--- Start of RECORDS FOR PROCESSING ---

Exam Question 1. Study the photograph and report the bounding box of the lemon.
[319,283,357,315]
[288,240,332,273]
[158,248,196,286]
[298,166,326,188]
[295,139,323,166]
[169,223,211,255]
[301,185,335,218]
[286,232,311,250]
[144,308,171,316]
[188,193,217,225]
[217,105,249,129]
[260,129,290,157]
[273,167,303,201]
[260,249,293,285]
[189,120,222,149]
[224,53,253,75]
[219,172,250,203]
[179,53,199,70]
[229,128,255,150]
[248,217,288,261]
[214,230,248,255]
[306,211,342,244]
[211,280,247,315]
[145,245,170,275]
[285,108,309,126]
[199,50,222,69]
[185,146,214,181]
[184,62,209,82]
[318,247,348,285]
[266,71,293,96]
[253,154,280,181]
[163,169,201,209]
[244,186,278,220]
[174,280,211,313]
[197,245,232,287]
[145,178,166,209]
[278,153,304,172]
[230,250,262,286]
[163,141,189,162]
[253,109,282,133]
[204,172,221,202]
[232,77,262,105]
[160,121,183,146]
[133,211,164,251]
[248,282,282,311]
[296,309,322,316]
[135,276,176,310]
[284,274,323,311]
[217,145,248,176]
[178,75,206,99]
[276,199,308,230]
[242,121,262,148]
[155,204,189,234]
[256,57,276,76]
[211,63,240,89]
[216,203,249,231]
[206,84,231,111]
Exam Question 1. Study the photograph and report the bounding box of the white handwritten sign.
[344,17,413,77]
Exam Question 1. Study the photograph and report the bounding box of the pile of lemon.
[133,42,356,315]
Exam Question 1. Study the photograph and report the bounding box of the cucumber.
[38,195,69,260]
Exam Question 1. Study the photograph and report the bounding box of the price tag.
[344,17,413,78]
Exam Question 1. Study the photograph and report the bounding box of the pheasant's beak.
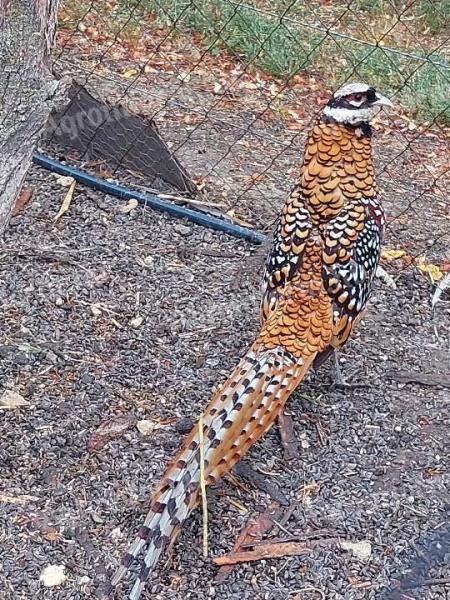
[372,93,394,108]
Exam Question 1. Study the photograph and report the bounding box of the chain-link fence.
[46,0,450,266]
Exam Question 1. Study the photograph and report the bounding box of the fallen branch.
[198,417,208,558]
[213,542,312,565]
[216,502,277,583]
[213,538,371,566]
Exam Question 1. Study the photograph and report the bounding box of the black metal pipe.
[33,152,266,244]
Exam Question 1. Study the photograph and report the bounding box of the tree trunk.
[0,0,67,235]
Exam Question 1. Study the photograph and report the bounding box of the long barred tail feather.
[111,341,315,600]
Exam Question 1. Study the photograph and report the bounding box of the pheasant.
[111,83,392,600]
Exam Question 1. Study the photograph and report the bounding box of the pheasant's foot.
[278,410,300,460]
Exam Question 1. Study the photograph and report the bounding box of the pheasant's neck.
[300,121,377,223]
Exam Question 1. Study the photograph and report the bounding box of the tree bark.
[0,0,68,235]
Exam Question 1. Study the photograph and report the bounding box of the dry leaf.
[122,69,139,79]
[11,187,33,217]
[120,198,139,214]
[39,565,67,587]
[0,390,30,409]
[87,417,136,452]
[431,273,450,308]
[417,263,444,282]
[136,419,156,435]
[56,175,75,187]
[381,248,406,260]
[53,178,77,223]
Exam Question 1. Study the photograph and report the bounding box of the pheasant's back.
[261,120,384,343]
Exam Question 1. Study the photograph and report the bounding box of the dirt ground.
[0,156,450,600]
[0,16,450,600]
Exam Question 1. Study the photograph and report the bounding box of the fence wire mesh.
[46,0,450,268]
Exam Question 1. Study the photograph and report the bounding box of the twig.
[216,502,277,583]
[53,179,77,223]
[278,410,300,460]
[198,417,208,558]
[213,542,311,565]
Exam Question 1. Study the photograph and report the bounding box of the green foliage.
[143,0,450,124]
[416,0,450,33]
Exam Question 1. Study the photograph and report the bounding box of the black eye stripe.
[367,88,377,102]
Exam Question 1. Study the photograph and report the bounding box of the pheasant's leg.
[278,410,299,460]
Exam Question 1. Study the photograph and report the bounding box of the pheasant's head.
[324,83,393,126]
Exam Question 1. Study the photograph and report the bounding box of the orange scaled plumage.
[111,84,390,600]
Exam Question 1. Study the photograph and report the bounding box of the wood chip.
[0,390,30,409]
[389,371,450,388]
[11,187,33,217]
[87,417,136,452]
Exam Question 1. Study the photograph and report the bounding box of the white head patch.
[333,83,370,99]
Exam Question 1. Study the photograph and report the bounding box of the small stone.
[130,317,144,329]
[136,419,155,435]
[91,304,102,317]
[341,540,372,561]
[56,175,75,187]
[173,223,192,235]
[39,565,67,587]
[0,390,30,408]
[120,198,139,214]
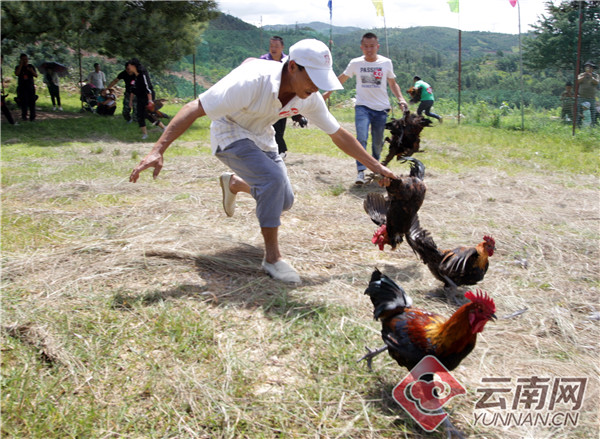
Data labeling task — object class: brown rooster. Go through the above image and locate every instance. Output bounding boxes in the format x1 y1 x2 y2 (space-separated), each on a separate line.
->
406 216 496 302
363 157 427 250
381 110 432 166
359 270 496 437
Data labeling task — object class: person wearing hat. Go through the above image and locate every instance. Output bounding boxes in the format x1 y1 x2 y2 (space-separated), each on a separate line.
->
577 60 600 126
129 39 394 283
323 32 408 184
413 76 442 123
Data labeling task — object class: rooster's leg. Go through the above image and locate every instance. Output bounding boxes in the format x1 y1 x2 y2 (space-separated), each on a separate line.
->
441 410 465 439
356 345 387 370
443 275 468 306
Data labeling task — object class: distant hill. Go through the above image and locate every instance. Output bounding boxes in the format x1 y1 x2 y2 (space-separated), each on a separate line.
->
168 14 565 107
263 21 361 35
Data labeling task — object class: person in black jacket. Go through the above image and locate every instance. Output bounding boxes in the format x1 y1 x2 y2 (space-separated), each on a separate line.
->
15 53 37 122
107 62 137 123
127 58 165 139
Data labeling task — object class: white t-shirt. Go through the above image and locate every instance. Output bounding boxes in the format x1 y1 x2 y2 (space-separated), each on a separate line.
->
343 55 396 111
199 59 340 154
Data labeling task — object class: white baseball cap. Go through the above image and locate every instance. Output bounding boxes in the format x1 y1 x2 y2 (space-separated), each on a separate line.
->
289 39 344 91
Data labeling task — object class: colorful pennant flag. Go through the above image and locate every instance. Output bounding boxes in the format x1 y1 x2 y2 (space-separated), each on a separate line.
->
373 0 383 17
448 0 458 14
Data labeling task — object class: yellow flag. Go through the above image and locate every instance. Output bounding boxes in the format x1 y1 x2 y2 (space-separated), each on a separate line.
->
372 0 383 17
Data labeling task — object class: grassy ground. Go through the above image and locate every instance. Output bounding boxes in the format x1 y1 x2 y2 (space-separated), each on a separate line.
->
1 94 600 439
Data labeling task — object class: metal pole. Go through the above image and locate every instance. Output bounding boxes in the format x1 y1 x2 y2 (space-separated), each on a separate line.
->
517 1 525 131
77 32 84 111
192 52 198 99
458 29 462 125
383 14 395 118
573 2 583 135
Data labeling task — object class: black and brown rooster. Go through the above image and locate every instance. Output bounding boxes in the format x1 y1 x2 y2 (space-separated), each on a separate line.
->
381 110 432 166
359 269 496 438
406 216 496 302
363 157 427 250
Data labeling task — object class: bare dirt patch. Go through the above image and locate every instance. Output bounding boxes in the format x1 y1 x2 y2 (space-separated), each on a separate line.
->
3 140 600 438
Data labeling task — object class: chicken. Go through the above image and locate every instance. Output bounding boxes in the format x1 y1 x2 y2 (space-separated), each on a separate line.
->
359 269 496 437
363 157 427 250
406 216 496 301
381 110 432 166
363 269 496 370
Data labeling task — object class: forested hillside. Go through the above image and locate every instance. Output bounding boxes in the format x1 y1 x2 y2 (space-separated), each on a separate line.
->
3 10 572 108
174 14 570 108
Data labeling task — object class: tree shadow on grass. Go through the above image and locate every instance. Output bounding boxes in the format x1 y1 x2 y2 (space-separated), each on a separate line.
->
112 243 344 318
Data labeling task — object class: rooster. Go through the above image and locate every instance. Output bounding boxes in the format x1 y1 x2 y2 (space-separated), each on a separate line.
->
363 157 427 250
359 269 496 437
381 110 432 166
361 269 496 370
406 216 496 301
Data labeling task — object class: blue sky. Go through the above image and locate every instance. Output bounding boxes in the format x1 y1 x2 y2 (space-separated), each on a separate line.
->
217 0 558 34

--- End of RECORDS FOR PROCESSING ---

## WHAT TO WORK ON
Please echo back the lines of the material above from the line with "Data labeling task — object class: distant" to the line with "127 58 165 139", including both of those lines.

## WRITTEN RESPONSE
Data labeling task — object class: distant hill. Go through the above image and locate every instance. Output bounding boxes in the format x1 y1 x2 y2 (space-separated), each on a separate line.
->
168 14 565 107
263 21 361 35
Data labeling task — object class: person in black jacket. Go through the above image and locate every instance. Output bounding boxes in the format x1 y1 x2 y2 (space-separated), each on a separate line.
->
15 53 37 122
107 62 137 123
127 58 165 139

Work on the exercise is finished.